> **The exercise**: Could you gather every line in the entries below that contains the word "mountain" and copy each one out?

─── Data for this task ───

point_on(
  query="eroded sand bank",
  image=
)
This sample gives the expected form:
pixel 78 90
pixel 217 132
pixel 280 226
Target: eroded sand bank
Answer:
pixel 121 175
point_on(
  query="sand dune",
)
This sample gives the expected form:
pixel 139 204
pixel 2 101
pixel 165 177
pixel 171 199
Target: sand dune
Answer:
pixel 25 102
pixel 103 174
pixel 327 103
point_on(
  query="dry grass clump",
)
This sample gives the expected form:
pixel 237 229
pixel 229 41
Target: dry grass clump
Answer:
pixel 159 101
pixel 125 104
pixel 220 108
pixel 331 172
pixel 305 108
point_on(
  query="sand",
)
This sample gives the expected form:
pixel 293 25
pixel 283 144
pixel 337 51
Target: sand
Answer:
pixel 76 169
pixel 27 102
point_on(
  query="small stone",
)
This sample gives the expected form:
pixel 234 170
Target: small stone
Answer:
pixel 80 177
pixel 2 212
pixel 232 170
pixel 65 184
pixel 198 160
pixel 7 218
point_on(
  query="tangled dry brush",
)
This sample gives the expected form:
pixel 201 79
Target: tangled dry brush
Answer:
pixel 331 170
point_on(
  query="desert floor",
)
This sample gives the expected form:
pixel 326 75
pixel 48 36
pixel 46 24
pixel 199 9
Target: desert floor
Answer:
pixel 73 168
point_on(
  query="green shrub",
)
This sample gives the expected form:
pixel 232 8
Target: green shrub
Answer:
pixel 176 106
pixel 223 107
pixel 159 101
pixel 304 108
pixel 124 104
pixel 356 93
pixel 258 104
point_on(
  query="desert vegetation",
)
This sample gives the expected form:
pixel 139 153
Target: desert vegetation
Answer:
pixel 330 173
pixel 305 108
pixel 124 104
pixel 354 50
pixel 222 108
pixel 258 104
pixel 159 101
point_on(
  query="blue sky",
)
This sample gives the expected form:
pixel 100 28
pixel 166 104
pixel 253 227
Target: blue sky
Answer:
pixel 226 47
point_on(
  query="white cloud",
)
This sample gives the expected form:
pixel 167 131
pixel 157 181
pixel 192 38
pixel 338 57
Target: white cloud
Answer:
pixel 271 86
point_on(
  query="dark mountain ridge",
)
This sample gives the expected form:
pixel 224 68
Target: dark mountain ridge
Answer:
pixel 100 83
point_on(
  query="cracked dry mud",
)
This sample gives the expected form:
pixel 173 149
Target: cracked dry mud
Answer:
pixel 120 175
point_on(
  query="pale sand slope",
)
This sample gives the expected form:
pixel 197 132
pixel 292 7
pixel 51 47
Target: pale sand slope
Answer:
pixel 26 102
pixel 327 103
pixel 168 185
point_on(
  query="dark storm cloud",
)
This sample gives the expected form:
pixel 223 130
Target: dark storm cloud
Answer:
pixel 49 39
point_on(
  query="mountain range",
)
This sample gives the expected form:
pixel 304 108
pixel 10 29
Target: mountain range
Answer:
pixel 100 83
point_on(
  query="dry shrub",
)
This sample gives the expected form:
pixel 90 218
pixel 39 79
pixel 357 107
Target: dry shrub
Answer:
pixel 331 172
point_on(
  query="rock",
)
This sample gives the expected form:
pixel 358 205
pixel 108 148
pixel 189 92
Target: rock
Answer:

───

> **Correct result**:
  query="dark mountain ridge",
Target: dark mountain ridge
  query="mountain range",
Target: mountain range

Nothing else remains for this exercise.